Problem details
Determine how many lines in the listing below contain the word "bird", then state that number by itself.

Available data
# # # # # # #

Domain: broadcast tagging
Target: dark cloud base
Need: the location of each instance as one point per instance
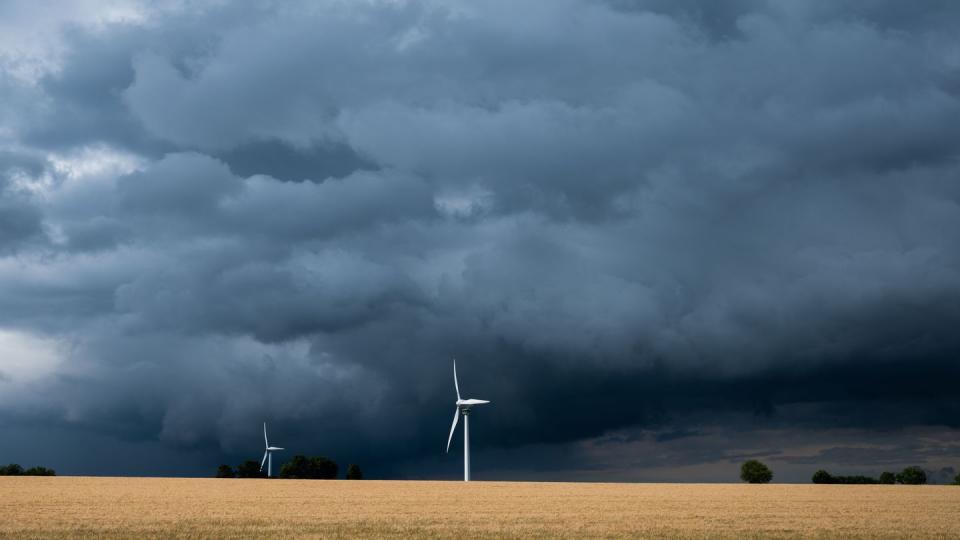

# # # # # # #

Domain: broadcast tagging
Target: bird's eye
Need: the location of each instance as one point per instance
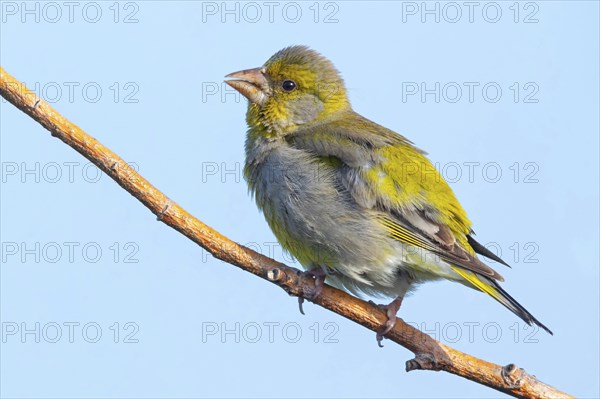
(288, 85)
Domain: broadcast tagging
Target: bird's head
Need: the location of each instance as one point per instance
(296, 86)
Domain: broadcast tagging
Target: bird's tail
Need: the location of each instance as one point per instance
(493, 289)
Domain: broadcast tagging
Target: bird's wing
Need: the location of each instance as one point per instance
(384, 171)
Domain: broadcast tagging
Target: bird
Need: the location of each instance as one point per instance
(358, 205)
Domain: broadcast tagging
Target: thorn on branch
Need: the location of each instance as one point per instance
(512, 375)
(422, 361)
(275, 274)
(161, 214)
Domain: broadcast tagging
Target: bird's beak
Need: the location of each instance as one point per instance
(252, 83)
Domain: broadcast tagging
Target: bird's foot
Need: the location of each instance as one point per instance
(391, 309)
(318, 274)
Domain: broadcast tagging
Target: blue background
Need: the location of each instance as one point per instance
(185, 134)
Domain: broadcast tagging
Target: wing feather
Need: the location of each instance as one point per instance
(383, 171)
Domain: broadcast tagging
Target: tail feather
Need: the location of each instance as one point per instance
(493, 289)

# # # # # # #

Exercise response
7